*REQUIRED ACTION A*. Please quote the passage on pediatric cancer from "Pediatric cancer, tragic" to "develop in children.", inclusive.
*REQUIRED ACTION B*. Summarize the passage on pediatric cancer in two sentences.
*REQUIRED ACTION C*. Carry the passage on pediatric cancer forward from its final sentence.

** SELECTED PASSAGE follows **

Pediatric cancer, tragic as it is, is fairly rare, because cancer is ordinarily a result of accumulated flaws and errors that accumulate as cells divide. People under around age 50 or so, whose cells simply haven’t had time to produce significant numbers of errors, only seldom have the uncontrolled cell growth that causes a cancerous tumor. In fact, this makes childhood cancer rather mysterious and difficult to understand. Now, however, researchers think they might have a better understanding than ever before of what causes cancer to develop in children.
“Our prior studies had shown that the DNA damage checkpoint protein, ATM, was very low in most pediatric solid tumors, said Dr. Peter Houghton, director of the Center for Childhood Cancer and Blood Diseases at The Research Institute at Nationwide Children’s Hospital, in a statement. In healthy cells, the protein called ATM detects these genetic errors and diverts the gene for repair. What Dr. Houghton, his colleague Changxian Shen, and their team found was that the cancer cells themselves suppress the ATM protein, creating a vicious cycle that accelerates the process by which transcription and other errors accumulate in the genetic code.

** End of SELECTED PASSAGE **
** EXTRACTED DATA follows **

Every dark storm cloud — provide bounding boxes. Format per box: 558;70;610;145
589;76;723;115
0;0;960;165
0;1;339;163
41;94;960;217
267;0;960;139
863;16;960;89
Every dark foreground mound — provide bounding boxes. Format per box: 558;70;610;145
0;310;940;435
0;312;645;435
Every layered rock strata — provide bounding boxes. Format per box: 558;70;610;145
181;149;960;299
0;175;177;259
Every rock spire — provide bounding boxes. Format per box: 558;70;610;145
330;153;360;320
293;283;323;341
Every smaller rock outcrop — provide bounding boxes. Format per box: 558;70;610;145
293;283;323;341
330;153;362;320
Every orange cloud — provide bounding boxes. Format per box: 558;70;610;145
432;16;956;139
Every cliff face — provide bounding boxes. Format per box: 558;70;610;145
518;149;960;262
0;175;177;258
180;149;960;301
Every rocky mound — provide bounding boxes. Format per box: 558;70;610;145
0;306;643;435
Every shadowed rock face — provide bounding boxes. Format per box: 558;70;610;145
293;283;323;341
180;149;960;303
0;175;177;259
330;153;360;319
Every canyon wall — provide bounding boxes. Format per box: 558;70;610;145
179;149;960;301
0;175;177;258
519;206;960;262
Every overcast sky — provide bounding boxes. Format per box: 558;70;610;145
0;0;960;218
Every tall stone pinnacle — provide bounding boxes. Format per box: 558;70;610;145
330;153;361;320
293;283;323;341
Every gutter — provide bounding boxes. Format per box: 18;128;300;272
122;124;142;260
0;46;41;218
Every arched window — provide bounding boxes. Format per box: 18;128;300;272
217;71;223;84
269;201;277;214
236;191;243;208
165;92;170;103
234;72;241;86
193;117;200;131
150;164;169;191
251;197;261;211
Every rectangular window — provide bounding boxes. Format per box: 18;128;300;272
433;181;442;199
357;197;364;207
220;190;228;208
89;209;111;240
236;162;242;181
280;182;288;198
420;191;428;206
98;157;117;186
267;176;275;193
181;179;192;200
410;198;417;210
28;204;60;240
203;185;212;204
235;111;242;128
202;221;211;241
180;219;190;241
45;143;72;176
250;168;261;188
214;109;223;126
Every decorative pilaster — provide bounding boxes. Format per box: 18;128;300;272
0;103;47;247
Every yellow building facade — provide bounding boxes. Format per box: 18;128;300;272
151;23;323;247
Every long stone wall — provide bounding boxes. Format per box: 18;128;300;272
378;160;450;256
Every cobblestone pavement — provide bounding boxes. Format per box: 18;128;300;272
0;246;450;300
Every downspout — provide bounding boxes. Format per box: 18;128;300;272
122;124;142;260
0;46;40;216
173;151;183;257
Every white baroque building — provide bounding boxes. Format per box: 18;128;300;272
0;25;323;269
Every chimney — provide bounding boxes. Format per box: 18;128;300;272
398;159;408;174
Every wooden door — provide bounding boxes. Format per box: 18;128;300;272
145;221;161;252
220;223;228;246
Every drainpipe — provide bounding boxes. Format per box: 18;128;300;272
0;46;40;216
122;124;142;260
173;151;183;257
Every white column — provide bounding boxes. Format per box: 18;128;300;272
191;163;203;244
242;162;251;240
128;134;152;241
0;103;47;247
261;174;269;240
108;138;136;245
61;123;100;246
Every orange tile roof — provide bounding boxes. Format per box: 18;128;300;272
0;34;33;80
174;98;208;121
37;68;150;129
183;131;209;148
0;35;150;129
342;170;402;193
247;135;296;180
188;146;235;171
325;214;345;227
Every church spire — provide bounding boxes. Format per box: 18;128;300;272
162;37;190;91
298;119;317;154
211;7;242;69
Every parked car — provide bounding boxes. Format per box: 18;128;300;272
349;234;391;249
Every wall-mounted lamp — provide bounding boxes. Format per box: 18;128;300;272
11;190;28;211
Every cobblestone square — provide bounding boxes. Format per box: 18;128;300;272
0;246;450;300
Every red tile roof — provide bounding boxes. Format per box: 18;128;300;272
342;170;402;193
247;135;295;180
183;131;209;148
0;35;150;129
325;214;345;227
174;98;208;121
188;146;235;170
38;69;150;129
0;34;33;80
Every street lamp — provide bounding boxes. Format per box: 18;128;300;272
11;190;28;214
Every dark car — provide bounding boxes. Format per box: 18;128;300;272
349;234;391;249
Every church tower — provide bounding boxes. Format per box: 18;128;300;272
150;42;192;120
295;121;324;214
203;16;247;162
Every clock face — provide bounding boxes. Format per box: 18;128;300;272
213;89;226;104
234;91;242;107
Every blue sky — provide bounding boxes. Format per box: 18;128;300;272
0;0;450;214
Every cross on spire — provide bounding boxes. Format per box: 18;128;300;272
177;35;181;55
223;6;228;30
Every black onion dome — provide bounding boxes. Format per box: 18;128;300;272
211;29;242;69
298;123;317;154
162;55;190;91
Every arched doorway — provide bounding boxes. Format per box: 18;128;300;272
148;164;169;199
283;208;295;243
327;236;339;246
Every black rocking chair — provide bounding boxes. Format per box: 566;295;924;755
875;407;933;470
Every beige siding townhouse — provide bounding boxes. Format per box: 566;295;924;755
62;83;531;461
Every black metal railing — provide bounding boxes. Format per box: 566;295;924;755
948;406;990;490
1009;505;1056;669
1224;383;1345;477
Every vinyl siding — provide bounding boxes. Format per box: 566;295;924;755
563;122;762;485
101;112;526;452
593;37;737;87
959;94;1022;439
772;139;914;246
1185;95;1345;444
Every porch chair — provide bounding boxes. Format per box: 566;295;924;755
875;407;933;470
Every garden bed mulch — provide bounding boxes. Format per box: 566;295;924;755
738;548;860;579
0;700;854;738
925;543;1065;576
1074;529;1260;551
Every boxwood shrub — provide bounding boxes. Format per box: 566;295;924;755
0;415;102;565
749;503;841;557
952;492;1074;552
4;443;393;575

** End of EXTRACTED DATA **

*WRITTEN REPLY A*.
Pediatric cancer, tragic as it is, is fairly rare, because cancer is ordinarily a result of accumulated flaws and errors that accumulate as cells divide. People under around age 50 or so, whose cells simply haven’t had time to produce significant numbers of errors, only seldom have the uncontrolled cell growth that causes a cancerous tumor. In fact, this makes childhood cancer rather mysterious and difficult to understand. Now, however, researchers think they might have a better understanding than ever before of what causes cancer to develop in children.

*WRITTEN REPLY B*. Childhood cancer is rare and hard to understand, because cancer usually results from errors that build up as cells divide. Dr. Peter Houghton and his team found that cancer cells suppress ATM, a protein that in healthy cells detects genetic errors and diverts them for repair, and this creates a vicious cycle that speeds the buildup of errors.

*WRITTEN REPLY C*.
What that means for health care professionals is that it may be possible to fight childhood cancers by directly targeting this loop, which is centered around a protein system called mammalian target of rapamycin, or mTOR. The normal function of mTOR is to regulate insulin, oxygen, and other things that keep the body running, In many types of cancer, mTOR is damaged or its function interfered with. Restoring mTOR to proper functioning, then, has some potential as a way of treating cancer in children. Reversing the suppression of the ATM protein by introducing more ATM into the body may also be beneficial.
“These results help us to not only understand the early genesis of some tumors in children, but also why many solid tumors are highly sensitive to drugs and ionizing radiation that damage DNA,” Dr. Houghton said. “They also help explain why, in children not cured by these treatments, resistance to therapy arises—the rapid rate of mutation due to suppression of ATM. Potentially, the rate of mutations that lead to drug or radiation resistance could be slowed by targeting mTOR.”